Find every line in the listing that contains the word "patch" and copy each one. Case counts.

[Begin Task material]

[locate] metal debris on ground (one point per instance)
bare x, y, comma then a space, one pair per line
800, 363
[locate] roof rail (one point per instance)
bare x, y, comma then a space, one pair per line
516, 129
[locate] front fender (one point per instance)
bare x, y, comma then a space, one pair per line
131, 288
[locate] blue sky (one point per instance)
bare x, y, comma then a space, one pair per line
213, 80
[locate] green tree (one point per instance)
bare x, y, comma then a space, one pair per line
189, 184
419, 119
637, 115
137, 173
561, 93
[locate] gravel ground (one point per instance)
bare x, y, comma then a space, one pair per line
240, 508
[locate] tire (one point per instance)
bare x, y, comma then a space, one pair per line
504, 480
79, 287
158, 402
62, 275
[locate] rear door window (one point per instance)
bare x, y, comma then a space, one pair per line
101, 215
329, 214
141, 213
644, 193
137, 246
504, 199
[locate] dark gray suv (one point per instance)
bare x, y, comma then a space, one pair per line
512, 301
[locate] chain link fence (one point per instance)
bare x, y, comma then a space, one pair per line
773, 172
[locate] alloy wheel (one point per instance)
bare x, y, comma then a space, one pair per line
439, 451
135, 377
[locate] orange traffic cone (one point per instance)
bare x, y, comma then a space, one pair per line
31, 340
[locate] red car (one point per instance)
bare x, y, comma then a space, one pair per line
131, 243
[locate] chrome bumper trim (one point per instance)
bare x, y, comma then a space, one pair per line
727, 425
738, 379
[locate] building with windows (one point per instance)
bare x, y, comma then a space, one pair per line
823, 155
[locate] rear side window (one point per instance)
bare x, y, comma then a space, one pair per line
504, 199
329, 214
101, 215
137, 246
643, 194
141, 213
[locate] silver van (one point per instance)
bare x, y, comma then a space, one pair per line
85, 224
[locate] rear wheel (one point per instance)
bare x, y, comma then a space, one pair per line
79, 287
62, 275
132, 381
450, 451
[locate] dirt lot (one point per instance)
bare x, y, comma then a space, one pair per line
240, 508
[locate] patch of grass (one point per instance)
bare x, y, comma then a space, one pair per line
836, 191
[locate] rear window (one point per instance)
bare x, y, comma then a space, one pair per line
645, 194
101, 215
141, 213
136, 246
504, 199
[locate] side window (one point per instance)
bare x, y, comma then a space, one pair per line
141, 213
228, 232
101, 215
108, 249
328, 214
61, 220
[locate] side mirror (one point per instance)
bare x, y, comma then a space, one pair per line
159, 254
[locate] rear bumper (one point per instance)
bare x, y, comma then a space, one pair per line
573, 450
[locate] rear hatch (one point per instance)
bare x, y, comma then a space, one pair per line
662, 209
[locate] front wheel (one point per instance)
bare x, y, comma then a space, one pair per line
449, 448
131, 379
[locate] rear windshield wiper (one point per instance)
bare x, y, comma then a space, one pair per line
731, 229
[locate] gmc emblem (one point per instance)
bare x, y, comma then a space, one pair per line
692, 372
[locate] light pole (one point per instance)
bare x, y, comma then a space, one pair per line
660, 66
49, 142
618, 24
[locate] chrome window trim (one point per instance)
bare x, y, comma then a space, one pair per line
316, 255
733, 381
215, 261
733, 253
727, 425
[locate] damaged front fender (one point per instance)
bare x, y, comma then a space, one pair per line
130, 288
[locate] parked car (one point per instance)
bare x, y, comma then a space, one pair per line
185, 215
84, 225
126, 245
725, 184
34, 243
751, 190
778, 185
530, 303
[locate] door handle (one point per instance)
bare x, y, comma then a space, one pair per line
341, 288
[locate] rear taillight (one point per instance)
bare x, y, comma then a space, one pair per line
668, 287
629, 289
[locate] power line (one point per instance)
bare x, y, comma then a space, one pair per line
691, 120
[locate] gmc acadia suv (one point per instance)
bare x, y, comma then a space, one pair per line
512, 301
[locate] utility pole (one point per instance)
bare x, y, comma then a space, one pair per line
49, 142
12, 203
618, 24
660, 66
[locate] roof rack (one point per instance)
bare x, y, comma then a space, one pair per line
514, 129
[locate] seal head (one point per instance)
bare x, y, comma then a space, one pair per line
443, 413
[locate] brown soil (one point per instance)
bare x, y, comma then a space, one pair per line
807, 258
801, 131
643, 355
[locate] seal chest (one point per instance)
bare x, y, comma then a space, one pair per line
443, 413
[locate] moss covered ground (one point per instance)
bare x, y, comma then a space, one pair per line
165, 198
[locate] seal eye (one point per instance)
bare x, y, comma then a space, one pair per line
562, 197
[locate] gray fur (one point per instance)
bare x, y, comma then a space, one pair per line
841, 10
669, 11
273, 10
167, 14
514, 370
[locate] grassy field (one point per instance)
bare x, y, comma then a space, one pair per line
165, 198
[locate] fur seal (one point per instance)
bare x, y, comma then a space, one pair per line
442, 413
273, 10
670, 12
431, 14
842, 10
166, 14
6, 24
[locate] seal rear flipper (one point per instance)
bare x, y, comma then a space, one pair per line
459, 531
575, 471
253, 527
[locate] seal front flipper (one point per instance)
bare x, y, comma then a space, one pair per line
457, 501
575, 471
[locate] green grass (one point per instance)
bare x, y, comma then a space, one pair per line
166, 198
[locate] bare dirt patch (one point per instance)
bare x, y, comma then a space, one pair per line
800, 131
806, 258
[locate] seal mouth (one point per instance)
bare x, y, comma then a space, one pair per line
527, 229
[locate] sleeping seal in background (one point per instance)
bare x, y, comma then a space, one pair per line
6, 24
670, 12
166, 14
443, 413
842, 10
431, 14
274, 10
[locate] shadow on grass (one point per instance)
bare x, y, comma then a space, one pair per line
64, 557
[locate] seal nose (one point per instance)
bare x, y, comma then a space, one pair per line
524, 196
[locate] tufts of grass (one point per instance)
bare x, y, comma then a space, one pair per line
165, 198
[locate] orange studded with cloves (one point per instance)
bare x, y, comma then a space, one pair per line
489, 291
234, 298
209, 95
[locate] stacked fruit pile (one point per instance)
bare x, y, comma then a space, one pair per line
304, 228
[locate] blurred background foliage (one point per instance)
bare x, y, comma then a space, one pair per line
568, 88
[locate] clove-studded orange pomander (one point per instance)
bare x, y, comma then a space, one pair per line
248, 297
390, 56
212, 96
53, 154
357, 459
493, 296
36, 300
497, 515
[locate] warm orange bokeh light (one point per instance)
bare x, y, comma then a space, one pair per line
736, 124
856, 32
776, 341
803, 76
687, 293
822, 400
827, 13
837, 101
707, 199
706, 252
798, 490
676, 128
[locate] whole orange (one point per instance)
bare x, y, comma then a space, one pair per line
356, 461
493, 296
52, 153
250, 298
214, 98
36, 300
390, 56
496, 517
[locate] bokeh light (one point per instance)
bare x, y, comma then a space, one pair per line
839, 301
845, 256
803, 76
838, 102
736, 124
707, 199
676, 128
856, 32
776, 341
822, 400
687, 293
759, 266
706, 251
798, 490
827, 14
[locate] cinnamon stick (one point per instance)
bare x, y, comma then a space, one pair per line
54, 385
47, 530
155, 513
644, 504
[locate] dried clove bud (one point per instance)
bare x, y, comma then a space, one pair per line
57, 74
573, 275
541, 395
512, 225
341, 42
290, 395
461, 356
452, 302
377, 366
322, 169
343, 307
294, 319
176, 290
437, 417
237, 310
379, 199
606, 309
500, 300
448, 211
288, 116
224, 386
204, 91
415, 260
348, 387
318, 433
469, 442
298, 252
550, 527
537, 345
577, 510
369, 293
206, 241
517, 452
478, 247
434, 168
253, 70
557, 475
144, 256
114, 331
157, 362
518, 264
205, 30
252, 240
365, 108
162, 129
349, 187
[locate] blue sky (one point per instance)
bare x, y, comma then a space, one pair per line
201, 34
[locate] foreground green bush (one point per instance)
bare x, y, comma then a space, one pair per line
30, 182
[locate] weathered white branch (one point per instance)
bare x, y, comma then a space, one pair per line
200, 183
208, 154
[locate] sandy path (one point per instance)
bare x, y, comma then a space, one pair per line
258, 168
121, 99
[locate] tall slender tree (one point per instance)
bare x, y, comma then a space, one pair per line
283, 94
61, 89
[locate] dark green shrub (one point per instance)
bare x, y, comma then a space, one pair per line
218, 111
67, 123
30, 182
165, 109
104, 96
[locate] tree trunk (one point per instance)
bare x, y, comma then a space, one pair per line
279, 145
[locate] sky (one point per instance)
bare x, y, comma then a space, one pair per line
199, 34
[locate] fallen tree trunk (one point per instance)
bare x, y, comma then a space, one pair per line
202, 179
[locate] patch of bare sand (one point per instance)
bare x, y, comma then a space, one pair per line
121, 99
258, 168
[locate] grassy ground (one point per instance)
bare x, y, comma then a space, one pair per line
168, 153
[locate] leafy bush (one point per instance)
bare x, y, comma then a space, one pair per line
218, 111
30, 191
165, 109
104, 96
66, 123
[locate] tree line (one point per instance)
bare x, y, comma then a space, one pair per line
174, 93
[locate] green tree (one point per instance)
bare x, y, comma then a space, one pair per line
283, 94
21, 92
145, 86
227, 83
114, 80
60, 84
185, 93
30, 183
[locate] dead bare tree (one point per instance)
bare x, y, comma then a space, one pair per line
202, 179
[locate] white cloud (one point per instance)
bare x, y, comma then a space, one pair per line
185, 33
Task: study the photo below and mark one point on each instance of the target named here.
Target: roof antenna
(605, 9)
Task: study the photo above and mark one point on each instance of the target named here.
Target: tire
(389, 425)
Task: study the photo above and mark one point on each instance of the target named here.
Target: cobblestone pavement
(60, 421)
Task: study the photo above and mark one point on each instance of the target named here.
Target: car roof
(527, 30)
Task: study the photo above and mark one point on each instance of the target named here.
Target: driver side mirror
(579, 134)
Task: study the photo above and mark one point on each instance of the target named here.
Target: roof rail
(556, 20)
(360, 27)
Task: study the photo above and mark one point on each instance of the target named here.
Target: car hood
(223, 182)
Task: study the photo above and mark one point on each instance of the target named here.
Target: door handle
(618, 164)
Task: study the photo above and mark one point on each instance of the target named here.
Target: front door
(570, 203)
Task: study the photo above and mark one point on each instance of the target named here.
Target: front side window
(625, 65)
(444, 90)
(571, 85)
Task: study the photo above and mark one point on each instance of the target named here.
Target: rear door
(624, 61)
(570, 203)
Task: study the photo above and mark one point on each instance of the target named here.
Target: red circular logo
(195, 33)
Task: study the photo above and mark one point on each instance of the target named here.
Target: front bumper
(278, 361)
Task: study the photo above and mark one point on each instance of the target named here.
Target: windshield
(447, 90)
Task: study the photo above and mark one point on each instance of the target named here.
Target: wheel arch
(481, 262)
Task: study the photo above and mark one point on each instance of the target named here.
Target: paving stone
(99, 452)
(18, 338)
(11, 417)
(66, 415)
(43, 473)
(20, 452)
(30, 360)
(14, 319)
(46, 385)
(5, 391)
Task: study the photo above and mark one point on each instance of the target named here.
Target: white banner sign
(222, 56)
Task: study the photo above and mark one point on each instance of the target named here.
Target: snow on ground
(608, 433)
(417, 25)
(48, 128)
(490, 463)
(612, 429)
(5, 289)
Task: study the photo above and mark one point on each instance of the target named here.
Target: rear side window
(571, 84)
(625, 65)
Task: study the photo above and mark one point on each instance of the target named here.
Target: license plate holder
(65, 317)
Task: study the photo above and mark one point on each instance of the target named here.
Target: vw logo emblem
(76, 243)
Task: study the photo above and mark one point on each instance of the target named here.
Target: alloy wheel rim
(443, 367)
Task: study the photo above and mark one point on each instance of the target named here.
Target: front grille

[End Task material]

-- Solution to the problem --
[locate] patch of grass (one point per instance)
[locate] bare dirt patch (one point per instance)
[locate] patch of bare sand (one point per instance)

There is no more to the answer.